Texte présenté
———
Les ressources locales dans l'Aveyron, un acteur qui rebat les cartes de la construction (4/5)

Encore peu répandues dans ce secteur, les ressources locales et leurs solutions à faible impact sur l’environnement se multiplient. Dans l’Aveyron, les entreprises Easy Paille et la filature Colbert ont respectivement fait le choix de la paille et de la laine animale pour pénétrer le marché de la construction. Explications.
La paille et la laine, les nouvelles valeurs montantes de la construction.
La paille et la laine, les nouvelles valeurs montantes de la construction. (Crédits : Easy Paille)

Ce sont des matières qui cochent toutes les cases de la transition écologique et certains acteurs du secteur du bâtiment l'ont bien compris. Bois, paille, chanvre ou encore laine de mouton, les matériaux biosourcés et géosourcés ne sont pas encore largement utilisés dans la construction, mais la pénurie de matériaux qui touche le secteur pourrait bien les y aider.

Dans l'Aveyron, l'entreprise Easy Paille créée en 2022 mise sur cette matière bas carbone pour démocratiser l'utilisation de la paille dans la construction. Son innovation, « le mur Easy paille », permet de construire des maisons individuelles et autres édifices publics avec un matériau qui, en conservant la chaleur en hiver et la fraîcheur en été, peut être utilisé pour réaliser des bâtiments passifs.
———
Extraits de données d'annotation par points
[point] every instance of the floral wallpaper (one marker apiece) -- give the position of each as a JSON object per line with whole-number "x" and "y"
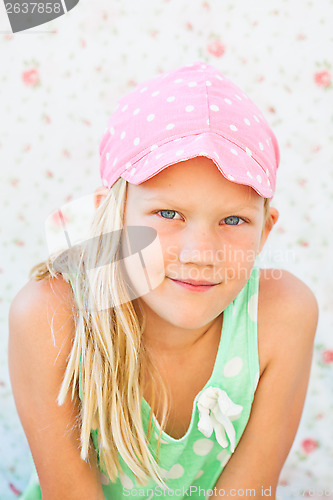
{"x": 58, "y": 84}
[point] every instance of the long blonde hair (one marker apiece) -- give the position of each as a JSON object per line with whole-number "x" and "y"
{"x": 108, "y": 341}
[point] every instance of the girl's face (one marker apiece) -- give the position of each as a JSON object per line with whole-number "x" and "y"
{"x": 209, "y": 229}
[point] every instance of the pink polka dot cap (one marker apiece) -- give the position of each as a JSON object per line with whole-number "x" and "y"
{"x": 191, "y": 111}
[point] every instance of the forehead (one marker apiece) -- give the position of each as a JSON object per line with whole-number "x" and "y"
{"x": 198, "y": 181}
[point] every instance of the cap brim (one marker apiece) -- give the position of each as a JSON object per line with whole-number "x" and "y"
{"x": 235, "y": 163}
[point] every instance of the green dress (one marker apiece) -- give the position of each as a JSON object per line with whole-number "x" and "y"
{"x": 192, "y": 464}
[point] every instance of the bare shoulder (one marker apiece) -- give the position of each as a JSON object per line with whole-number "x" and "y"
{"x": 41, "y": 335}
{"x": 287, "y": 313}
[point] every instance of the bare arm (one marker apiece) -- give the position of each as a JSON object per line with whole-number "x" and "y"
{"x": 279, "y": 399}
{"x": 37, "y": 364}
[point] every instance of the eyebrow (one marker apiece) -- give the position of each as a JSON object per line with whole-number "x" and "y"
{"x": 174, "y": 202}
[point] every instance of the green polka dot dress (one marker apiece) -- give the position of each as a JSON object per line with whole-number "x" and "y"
———
Consignes
1. D'après l'article sur les ressources locales dans l'Aveyron, en quelle année l'entreprise Easy Paille a-t-elle été créée ?
2. Pour chacune des affirmations suivantes, dites si elle s'accorde avec l'article sur les ressources locales dans l'Aveyron, en citant les mots qui tranchent. (a) La filature Colbert a choisi la paille pour entrer sur le marché de la construction. (b) Les matériaux biosourcés et géosourcés sont déjà largement utilisés dans la construction. (c) Le mur Easy paille conserve la chaleur en hiver.
3. Recopiez tel quel le passage de l'article sur les ressources locales dans l'Aveyron qui commence par les mots contenant « Dans l'Aveyron, l'entreprise » et se termine par « des bâtiments passifs. ».

Réponses
1. En 2022.

2.
(a) Non : « les entreprises Easy Paille et la filature Colbert ont respectivement fait le choix de la paille et de la laine animale ».
(b) Non : « ne sont pas encore largement utilisés dans la construction ».
(c) Oui : « en conservant la chaleur en hiver et la fraîcheur en été ».

3.
Dans l'Aveyron, l'entreprise Easy Paille créée en 2022 mise sur cette matière bas carbone pour démocratiser l'utilisation de la paille dans la construction. Son innovation, « le mur Easy paille », permet de construire des maisons individuelles et autres édifices publics avec un matériau qui, en conservant la chaleur en hiver et la fraîcheur en été, peut être utilisé pour réaliser des bâtiments passifs.